Problem statement
Pull out every line in the items below that contains the word "image".

Given data
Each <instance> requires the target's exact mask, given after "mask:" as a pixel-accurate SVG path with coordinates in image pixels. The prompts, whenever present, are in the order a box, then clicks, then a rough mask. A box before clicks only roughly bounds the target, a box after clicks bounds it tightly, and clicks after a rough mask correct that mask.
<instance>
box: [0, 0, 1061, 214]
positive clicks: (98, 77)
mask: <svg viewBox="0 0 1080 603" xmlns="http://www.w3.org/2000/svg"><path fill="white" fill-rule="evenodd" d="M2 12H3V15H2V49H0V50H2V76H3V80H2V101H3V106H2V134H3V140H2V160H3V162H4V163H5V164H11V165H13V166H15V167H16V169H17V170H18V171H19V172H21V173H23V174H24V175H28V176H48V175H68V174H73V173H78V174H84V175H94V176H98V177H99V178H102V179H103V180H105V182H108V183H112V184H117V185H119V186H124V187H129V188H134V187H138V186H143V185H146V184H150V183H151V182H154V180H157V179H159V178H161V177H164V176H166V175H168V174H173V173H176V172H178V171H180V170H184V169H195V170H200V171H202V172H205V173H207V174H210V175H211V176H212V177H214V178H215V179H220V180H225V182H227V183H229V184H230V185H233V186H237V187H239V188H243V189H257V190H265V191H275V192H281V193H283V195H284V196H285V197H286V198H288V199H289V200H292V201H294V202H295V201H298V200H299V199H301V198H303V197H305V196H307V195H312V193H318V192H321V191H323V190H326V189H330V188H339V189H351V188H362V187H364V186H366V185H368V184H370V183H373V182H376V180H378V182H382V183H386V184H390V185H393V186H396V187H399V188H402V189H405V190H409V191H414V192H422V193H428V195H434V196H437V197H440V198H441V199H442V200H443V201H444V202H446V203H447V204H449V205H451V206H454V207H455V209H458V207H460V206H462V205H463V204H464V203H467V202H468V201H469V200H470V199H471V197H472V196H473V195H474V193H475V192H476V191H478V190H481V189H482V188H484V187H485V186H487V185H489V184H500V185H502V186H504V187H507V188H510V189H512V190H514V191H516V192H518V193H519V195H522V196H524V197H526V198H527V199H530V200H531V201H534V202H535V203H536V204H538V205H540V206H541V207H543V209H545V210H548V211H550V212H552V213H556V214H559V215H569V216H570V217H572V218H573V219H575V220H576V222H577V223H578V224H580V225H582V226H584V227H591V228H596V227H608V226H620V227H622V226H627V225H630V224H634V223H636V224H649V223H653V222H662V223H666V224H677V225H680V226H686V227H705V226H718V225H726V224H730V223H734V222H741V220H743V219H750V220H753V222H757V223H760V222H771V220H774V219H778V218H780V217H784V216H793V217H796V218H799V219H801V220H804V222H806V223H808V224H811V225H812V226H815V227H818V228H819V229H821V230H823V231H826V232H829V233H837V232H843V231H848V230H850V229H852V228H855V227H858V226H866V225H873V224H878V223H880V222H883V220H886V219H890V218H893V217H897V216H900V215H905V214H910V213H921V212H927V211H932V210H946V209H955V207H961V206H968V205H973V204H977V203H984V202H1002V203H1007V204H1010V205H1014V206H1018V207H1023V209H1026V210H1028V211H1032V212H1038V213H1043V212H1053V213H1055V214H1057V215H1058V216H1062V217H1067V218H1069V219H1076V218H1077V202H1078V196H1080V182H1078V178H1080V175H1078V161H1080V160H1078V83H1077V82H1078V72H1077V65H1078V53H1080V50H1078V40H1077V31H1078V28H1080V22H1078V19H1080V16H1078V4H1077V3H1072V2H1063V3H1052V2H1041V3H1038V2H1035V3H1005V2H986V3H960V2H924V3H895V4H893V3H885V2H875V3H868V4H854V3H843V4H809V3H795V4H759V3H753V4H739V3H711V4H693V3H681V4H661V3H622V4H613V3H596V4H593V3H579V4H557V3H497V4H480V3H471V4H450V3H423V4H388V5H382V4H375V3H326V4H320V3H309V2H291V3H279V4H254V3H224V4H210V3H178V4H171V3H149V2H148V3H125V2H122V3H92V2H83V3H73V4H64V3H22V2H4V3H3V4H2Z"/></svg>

...

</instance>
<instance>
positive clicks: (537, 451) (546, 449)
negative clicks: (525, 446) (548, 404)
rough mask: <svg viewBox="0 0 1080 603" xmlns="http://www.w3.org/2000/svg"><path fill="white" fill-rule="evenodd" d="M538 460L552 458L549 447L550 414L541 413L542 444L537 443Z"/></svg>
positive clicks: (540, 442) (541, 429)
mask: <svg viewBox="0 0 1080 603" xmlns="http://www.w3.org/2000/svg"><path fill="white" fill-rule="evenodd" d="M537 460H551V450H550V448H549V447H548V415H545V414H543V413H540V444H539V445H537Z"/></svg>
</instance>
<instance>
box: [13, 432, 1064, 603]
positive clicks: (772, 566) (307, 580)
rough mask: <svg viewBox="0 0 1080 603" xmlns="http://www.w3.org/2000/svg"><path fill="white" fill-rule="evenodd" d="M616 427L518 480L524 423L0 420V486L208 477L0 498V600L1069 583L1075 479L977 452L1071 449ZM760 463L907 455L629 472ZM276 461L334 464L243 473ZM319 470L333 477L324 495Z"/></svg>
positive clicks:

==

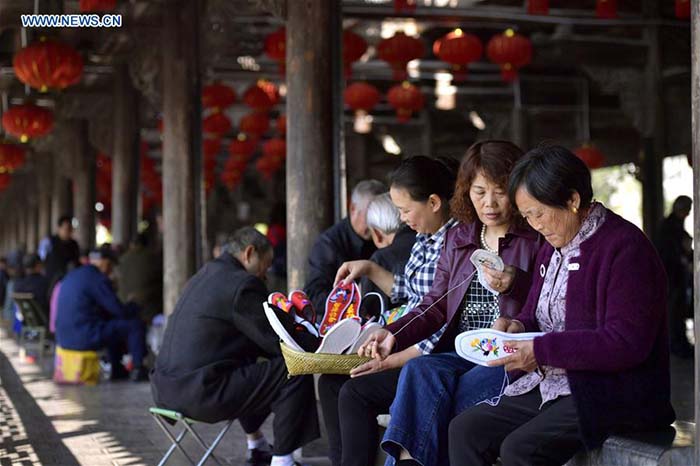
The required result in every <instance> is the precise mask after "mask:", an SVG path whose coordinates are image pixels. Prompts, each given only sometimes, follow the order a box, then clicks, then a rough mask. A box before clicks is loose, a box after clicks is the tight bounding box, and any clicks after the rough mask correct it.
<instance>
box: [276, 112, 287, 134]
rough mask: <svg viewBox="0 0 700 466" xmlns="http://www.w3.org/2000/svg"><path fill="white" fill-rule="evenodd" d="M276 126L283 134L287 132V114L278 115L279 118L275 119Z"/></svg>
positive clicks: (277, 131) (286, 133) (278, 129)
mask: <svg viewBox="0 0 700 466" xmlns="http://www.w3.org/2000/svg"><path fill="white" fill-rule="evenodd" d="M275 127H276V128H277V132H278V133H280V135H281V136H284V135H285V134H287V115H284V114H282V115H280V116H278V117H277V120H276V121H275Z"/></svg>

Solution
Each <instance> requires the target's exact mask, given after "mask:" as a pixel-accurate SVG path with coordinates in image pixels. The prompts, whenever present, are in the order a box, then clicks, then a rough mask. A box before clicks only roughly bounds the target, a box after clicks bounds it tightly, and clicks after a rough mask correct that mask.
The required result in every <instance> is the precise mask after "mask:", an SVG path whose coordinates are image pixels. Prompts, each given only sometimes, follow the order a box, then clicks, then a rough mask. A box before clicks is loose, a box after clicks is the tight bounding box, and any clicks after the rough mask correct it.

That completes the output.